• [Challenge 1]: In the passage, write out the stretch from "Over these last" through "to be there." word for word.
• [Challenge 2]: List each short command in the passage's line that starts with "Keep learning."

• [Passage given]:
=-=-=

Be able to understand the current situation. To read the room. To grasp the basic facts. Take an assessment of what’s right in front of you and only then will you realize what you’ll be able to bring to the table.

Calcified

It’s a very real fear I have. Rigid, uncompromising thinking has always been bad in my view.

However.

And I say this as someone who likes to try new ways of doing things. There are, sometimes, a right way to do something. And there are very wrong ways.

So yes, while calcified thinking is not good, doing things incorrectly is also not good.

Keep learning. Pay attention. Keep your head up. Act accordingly.

Two Design Insights

Over these last few years, I’ve landed on a couple key design insights. I haven’t always believed in them, but these two insights have become something I strive for:

  1. Cut out what’s not needed. Anything that doesn’t serve the core task at hand (designing a website, a logo, a graphic, etc.) has to go. Maybe it’s the mood board phase, doing sketches first, creating a complete guide of visual rules, whatever. If it isn’t part of the work-work, it’s gone. In place of all that stuff, I listen, tap into my expertise, iterate, and get to where we need to go with everyone who needs to be there.

=-=-=

Dataset rows:
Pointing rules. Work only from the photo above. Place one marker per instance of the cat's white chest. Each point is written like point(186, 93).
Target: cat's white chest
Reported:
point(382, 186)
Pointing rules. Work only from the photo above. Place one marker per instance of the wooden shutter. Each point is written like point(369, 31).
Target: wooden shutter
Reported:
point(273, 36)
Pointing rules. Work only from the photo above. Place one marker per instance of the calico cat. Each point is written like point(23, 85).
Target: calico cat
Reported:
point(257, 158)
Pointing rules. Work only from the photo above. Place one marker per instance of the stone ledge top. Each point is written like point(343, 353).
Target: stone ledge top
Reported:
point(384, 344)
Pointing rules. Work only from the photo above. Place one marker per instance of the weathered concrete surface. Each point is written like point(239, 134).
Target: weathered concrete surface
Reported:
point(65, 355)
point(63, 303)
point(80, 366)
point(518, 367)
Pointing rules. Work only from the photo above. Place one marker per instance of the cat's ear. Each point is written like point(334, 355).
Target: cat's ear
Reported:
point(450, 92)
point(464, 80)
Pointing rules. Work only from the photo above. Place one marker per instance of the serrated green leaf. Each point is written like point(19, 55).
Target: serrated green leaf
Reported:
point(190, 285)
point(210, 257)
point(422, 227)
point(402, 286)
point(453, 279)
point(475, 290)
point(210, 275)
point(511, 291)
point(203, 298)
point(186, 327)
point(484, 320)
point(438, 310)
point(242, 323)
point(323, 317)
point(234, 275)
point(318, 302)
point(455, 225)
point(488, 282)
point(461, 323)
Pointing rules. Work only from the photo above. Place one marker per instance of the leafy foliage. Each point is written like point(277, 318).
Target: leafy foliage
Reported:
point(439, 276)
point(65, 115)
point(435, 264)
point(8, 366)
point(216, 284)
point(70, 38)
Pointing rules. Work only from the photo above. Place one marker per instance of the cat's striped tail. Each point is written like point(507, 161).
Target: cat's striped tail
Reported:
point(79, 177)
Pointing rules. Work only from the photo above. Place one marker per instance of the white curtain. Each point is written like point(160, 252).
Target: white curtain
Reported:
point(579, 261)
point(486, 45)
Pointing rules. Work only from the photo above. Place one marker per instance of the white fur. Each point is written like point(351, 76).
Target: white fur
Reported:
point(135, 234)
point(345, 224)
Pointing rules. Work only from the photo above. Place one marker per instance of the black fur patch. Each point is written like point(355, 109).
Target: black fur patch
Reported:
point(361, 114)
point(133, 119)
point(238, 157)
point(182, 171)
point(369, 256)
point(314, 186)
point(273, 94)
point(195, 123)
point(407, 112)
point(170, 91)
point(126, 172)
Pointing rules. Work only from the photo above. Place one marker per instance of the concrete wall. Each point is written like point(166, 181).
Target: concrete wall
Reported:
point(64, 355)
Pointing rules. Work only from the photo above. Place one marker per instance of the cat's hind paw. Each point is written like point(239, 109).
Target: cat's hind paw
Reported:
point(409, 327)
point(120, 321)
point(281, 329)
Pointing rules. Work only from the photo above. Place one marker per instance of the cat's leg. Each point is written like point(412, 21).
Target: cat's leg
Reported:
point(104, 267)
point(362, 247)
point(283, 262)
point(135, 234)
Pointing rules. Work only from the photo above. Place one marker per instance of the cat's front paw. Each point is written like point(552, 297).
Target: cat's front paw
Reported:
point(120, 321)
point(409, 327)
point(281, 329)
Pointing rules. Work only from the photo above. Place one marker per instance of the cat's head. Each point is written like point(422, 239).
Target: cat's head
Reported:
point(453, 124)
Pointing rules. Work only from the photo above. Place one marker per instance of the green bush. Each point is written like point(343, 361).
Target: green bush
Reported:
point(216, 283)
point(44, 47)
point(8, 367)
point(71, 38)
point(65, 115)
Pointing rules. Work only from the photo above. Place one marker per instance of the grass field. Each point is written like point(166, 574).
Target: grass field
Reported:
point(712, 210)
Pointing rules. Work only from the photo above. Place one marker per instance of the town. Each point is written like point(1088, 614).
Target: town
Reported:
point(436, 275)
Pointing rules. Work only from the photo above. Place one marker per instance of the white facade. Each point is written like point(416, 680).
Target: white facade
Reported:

=-=-=

• [Problem solution 1]:
Over these last few years, I’ve landed on a couple key design insights. I haven’t always believed in them, but these two insights have become something I strive for:

  1. Cut out what’s not needed. Anything that doesn’t serve the core task at hand (designing a website, a logo, a graphic, etc.) has to go. Maybe it’s the mood board phase, doing sketches first, creating a complete guide of visual rules, whatever. If it isn’t part of the work-work, it’s gone. In place of all that stuff, I listen, tap into my expertise, iterate, and get to where we need to go with everyone who needs to be there.

• [Problem solution 2]:
- Keep learning.
- Pay attention.
- Keep your head up.
- Act accordingly.